Box annotations for photos:
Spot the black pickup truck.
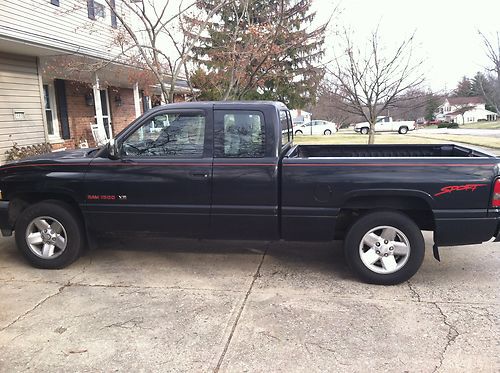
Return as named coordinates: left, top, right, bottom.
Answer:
left=0, top=102, right=500, bottom=284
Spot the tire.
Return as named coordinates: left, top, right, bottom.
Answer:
left=15, top=200, right=84, bottom=269
left=344, top=211, right=425, bottom=285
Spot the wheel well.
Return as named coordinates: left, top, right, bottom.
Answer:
left=335, top=196, right=435, bottom=239
left=9, top=193, right=84, bottom=227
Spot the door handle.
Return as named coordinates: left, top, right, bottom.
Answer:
left=191, top=172, right=208, bottom=179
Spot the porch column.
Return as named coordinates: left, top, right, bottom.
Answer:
left=134, top=82, right=141, bottom=118
left=92, top=74, right=106, bottom=140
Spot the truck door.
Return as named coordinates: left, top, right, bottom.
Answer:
left=84, top=108, right=213, bottom=237
left=210, top=108, right=279, bottom=239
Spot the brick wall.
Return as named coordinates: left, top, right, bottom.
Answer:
left=64, top=80, right=95, bottom=149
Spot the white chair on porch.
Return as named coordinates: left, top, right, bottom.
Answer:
left=90, top=123, right=109, bottom=146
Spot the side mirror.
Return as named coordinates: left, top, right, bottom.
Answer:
left=108, top=139, right=120, bottom=159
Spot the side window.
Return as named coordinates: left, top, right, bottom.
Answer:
left=122, top=113, right=205, bottom=158
left=215, top=110, right=266, bottom=158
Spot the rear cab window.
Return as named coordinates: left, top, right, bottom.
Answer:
left=214, top=110, right=266, bottom=158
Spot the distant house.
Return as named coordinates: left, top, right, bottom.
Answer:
left=435, top=96, right=498, bottom=124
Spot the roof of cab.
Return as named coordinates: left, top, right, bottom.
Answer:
left=146, top=101, right=287, bottom=110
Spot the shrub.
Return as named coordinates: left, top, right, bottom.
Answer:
left=5, top=143, right=52, bottom=162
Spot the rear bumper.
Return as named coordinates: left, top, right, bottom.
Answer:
left=434, top=211, right=500, bottom=246
left=0, top=201, right=13, bottom=237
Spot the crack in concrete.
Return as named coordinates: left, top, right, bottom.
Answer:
left=406, top=280, right=422, bottom=303
left=213, top=243, right=270, bottom=373
left=430, top=302, right=460, bottom=373
left=0, top=282, right=71, bottom=332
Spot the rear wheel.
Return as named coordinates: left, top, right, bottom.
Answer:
left=344, top=211, right=425, bottom=285
left=15, top=201, right=84, bottom=269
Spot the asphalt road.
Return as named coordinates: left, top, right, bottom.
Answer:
left=0, top=234, right=500, bottom=373
left=415, top=128, right=500, bottom=137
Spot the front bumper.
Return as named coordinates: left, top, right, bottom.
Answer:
left=0, top=201, right=13, bottom=237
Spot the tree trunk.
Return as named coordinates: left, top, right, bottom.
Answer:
left=368, top=122, right=375, bottom=144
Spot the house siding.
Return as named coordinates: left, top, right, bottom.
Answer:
left=0, top=0, right=124, bottom=58
left=0, top=53, right=46, bottom=163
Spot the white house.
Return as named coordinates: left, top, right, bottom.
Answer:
left=0, top=0, right=189, bottom=163
left=436, top=97, right=498, bottom=124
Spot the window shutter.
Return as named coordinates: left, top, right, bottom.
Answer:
left=87, top=0, right=95, bottom=20
left=110, top=0, right=118, bottom=28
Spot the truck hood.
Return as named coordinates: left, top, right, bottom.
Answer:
left=0, top=148, right=97, bottom=171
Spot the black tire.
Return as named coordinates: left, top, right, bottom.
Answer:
left=15, top=200, right=85, bottom=269
left=344, top=211, right=425, bottom=285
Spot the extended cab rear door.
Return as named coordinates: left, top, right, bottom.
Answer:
left=210, top=104, right=281, bottom=239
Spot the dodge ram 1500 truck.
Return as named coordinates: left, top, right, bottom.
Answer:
left=0, top=102, right=500, bottom=284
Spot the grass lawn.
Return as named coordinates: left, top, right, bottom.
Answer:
left=459, top=121, right=500, bottom=130
left=294, top=131, right=500, bottom=149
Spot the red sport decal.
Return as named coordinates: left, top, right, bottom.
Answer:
left=434, top=184, right=487, bottom=197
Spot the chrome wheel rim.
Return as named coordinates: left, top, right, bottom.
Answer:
left=26, top=216, right=68, bottom=259
left=359, top=225, right=411, bottom=275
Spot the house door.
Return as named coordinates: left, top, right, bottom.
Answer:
left=99, top=89, right=113, bottom=139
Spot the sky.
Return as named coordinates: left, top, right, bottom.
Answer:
left=312, top=0, right=500, bottom=91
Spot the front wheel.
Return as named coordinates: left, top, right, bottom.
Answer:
left=344, top=211, right=425, bottom=285
left=15, top=201, right=84, bottom=269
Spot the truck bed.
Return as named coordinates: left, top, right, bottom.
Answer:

Goal: Write out, word for word, the line containing "Spot the extended cab rear door." and every line after it to the end of the data above.

Response below:
Spot the extended cab rear door.
Return as named coordinates: left, top, right, bottom.
Answer:
left=210, top=104, right=281, bottom=239
Spot the dodge ram 1500 truck.
Return as named coordinates: left, top, right, bottom.
Answer:
left=0, top=102, right=500, bottom=284
Spot the grass lawn.
Return as named coordinates: left, top, right, bottom.
Answer:
left=459, top=121, right=500, bottom=130
left=294, top=131, right=500, bottom=149
Spot the red sport decal.
Return as named coordinates: left, top, right, bottom.
Answer:
left=434, top=184, right=487, bottom=197
Spot the chrome wheel rim.
Return as named coordinates: left, top, right, bottom.
Answer:
left=26, top=216, right=68, bottom=259
left=359, top=225, right=411, bottom=275
Spot the house door.
Return as named coordinates: left, top, right, bottom.
Answer:
left=99, top=89, right=113, bottom=139
Spot the sky.
Return as named coordinates: left, top, right, bottom.
Answer:
left=312, top=0, right=500, bottom=91
Spot the front wheel.
Return as named coordinates: left, top, right, bottom.
Answer:
left=344, top=211, right=425, bottom=285
left=15, top=201, right=84, bottom=269
Spot the truck bed.
Return as named coordinates: left, top, right, bottom.
Answer:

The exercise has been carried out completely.